» GIVEN INSTRUCTION:
Rewrite the listing below, changing each "Found at" to "Located at" and leaving everything else untouched. Omit the pictures from your answer.

Position identification records
--------
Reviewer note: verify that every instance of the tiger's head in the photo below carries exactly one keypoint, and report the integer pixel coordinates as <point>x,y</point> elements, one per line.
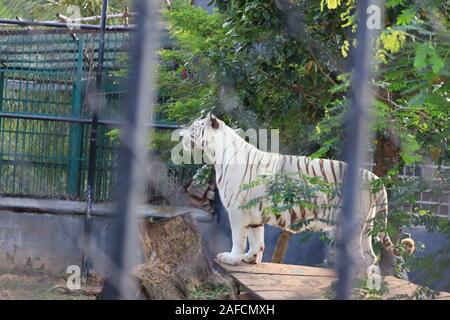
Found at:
<point>203,135</point>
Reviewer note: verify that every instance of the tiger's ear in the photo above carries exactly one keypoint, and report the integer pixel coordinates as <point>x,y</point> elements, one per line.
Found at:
<point>214,121</point>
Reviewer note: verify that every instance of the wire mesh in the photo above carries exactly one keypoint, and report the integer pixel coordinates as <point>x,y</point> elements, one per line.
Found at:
<point>48,72</point>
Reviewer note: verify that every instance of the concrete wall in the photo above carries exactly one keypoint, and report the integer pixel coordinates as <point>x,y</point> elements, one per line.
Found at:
<point>46,241</point>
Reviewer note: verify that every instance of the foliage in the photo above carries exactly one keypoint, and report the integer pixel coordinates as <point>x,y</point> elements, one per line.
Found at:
<point>280,64</point>
<point>284,192</point>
--------
» SOLUTION FOR THIS TASK:
Reviewer note: verify that every instance of the tiger's head in the photo below carries exactly one keypoint, and report the integer pixel coordinates as <point>x,y</point> elements, one per line.
Located at:
<point>203,135</point>
Reviewer note: verify that every instance of the tiger's ear in the photo above carries exactly one keypoint, and report the integer pixel coordinates as <point>x,y</point> elements, one per line.
Located at:
<point>214,121</point>
Reviewer note: verify that every instance of the wire mesh in the photo above carries exactly one keypoint, and report the integer pixel coordinates as <point>x,y</point> elements, one per line.
Located at:
<point>48,72</point>
Reviewer note: verify that every instance of the concrete wall in the photo above carries exactly one keypoint, and report the integer pixel coordinates as <point>x,y</point> elements, one per line.
Located at:
<point>46,241</point>
Reviewer note: verify that every instance of the foliage in the photo above carries exactly one keypoint, and report the integer pixel coordinates as <point>x,y</point> elements, one per line.
Located at:
<point>280,64</point>
<point>284,192</point>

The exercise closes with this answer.